Problem details: Show each line of the records below that contains the word "wearing".

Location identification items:
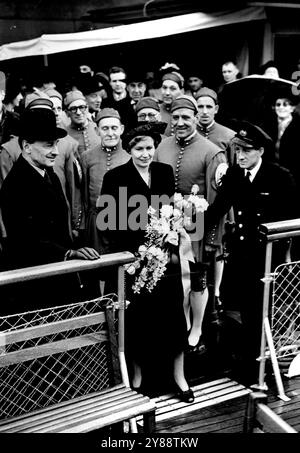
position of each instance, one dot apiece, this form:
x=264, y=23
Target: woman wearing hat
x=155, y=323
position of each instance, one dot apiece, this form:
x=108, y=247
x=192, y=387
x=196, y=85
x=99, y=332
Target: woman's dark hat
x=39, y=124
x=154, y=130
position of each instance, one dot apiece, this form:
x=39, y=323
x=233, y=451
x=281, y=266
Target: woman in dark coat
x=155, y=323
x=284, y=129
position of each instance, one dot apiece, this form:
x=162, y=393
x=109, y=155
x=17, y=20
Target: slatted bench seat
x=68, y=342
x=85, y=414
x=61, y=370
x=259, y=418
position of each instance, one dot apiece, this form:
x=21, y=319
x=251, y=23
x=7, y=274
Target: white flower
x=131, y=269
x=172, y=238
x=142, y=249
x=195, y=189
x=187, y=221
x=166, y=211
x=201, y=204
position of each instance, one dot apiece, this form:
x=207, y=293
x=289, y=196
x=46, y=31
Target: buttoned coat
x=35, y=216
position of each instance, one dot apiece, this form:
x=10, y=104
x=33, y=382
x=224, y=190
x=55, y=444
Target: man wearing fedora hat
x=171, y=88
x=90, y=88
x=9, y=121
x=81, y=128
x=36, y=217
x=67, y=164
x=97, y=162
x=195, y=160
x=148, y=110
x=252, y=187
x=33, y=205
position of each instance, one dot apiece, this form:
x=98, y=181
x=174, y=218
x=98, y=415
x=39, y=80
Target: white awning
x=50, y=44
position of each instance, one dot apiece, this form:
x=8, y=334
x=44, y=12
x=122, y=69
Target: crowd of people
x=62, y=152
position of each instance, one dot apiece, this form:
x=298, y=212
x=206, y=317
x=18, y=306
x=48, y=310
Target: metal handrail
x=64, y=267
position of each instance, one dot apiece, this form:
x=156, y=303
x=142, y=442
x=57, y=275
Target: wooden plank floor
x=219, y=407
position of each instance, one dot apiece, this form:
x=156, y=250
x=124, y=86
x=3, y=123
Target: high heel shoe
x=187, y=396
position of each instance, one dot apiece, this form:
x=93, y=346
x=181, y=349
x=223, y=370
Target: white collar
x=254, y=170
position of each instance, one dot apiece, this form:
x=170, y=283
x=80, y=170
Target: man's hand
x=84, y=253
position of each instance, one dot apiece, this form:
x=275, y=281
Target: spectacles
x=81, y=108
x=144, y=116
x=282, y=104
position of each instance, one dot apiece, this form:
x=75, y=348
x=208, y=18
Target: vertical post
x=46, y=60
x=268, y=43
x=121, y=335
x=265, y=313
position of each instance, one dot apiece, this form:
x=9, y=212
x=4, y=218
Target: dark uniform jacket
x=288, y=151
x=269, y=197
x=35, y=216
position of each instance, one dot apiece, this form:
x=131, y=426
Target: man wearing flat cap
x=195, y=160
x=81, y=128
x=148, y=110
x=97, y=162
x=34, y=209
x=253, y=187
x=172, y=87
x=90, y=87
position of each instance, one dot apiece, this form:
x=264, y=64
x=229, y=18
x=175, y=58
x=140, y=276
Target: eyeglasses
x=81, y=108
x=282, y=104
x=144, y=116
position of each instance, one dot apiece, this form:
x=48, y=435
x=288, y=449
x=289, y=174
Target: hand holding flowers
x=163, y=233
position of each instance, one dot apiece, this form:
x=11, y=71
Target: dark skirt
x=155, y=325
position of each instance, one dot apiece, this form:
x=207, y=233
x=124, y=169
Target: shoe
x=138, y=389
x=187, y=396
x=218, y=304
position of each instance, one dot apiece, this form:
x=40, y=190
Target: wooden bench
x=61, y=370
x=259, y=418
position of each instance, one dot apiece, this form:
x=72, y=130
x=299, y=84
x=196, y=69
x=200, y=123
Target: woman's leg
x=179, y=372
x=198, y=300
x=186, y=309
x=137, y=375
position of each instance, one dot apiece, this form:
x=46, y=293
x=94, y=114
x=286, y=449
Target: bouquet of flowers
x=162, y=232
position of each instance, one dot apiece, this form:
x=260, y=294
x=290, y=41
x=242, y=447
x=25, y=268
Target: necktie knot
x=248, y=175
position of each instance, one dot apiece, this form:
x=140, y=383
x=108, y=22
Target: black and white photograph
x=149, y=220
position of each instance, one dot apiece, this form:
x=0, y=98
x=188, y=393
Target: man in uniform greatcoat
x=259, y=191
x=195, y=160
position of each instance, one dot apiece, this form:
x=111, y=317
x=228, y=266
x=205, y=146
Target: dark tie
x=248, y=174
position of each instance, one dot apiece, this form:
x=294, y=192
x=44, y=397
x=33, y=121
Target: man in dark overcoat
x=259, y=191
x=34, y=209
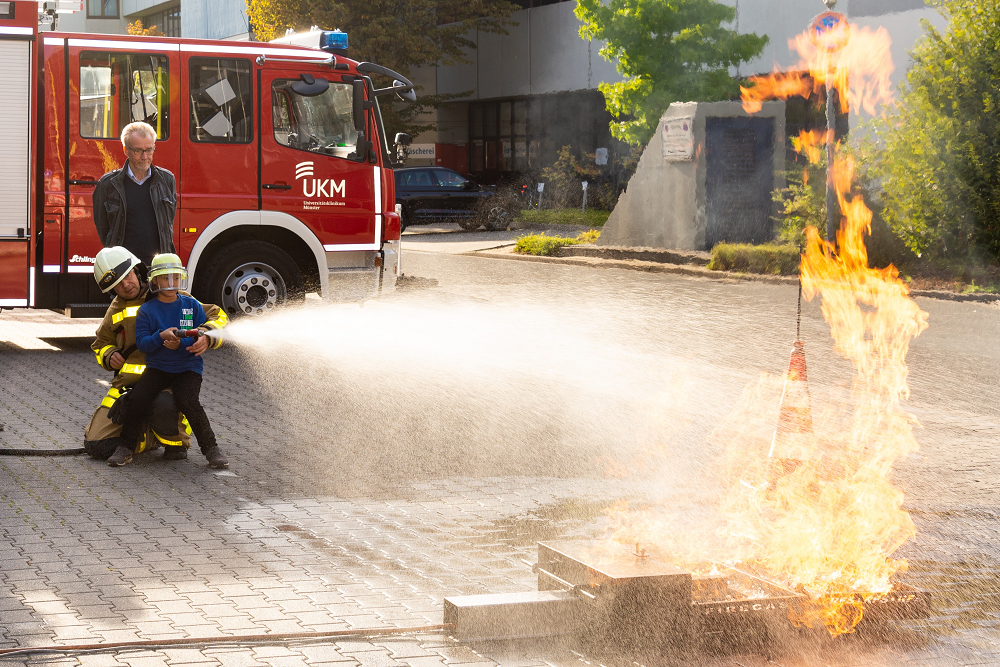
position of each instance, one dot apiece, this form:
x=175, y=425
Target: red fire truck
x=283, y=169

Correct answer:
Target: woman wearing hat
Target: man wearing fedora hat
Target: man wearing flat cap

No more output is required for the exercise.